*GOAL OF THE EXERCISE:*
Only the closing stretch of the material is wanted: the line containing "frame in the photo above." and every line after it, transcribed exactly.

*STUDY MATERIAL:*

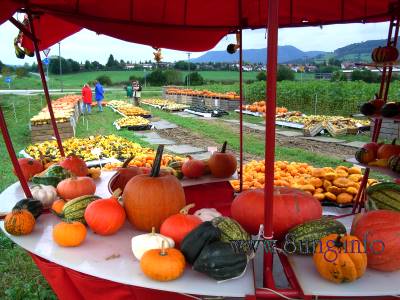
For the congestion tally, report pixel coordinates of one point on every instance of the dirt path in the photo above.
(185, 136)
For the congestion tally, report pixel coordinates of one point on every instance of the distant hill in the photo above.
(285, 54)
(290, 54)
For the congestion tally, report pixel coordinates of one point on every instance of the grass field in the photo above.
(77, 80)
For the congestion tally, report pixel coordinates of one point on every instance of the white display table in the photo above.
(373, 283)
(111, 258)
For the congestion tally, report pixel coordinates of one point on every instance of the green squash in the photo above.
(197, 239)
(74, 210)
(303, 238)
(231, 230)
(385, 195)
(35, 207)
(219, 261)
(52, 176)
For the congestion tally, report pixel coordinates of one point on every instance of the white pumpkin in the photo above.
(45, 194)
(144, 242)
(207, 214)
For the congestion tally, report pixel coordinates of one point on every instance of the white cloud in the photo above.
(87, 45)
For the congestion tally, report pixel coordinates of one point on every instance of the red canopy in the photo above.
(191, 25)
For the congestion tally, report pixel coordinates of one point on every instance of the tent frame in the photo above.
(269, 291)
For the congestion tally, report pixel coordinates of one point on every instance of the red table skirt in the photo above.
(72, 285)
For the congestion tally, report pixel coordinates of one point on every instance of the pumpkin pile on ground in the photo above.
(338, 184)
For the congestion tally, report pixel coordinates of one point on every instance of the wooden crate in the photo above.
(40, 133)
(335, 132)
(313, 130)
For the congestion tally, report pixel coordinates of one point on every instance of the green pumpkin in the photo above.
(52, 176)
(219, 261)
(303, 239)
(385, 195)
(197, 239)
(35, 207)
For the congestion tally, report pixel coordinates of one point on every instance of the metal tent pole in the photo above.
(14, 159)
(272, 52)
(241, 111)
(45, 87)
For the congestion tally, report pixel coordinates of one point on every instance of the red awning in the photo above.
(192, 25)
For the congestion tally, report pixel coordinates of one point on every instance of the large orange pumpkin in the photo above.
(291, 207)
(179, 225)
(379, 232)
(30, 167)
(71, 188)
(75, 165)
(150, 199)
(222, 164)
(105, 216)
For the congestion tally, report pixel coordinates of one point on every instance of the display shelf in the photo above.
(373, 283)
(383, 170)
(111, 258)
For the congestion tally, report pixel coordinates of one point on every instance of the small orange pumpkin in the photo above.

*WRITTEN REPLY:*
For the congestion tally, report pixel coordinates of one point on every instance of the tent frame in the photo above.
(269, 291)
For the congestion tally, report pixel coordinates of one point on every instance of the red table skirt in the photo above.
(72, 285)
For the congestion tally, report pixel coordinates of one point on every instance of the pumpkin pile on ground in the photo above.
(338, 184)
For the congestion tally, report pixel coordinates of one point on every instance of the wooden crate in the photo above.
(40, 133)
(335, 132)
(313, 130)
For the congestion tally, report pixel coordinates of one point on every instance of the green pumpkin in the photo above.
(52, 176)
(219, 261)
(303, 239)
(385, 195)
(197, 239)
(35, 207)
For the congestion tally, report pixel coordinates of one point on every instance of the metal tent pole in the photo above.
(14, 159)
(272, 52)
(241, 111)
(45, 87)
For the congestion tally, report pixel coordinates of one point on every instance of the red awning in the photo above.
(192, 25)
For the congestion tally, report pixel coordinates of one point on every instance of the large orange pumpkin in the photo above.
(291, 207)
(179, 225)
(379, 232)
(30, 167)
(71, 188)
(75, 165)
(150, 199)
(222, 164)
(105, 216)
For the congestion tally, report pixel coordinates of one point on every instance of the display shelf in the photo above.
(373, 283)
(383, 170)
(111, 258)
For the congestion tally, report pixel coordinates of one point on every instance of the small orange pumpkin in the photo above.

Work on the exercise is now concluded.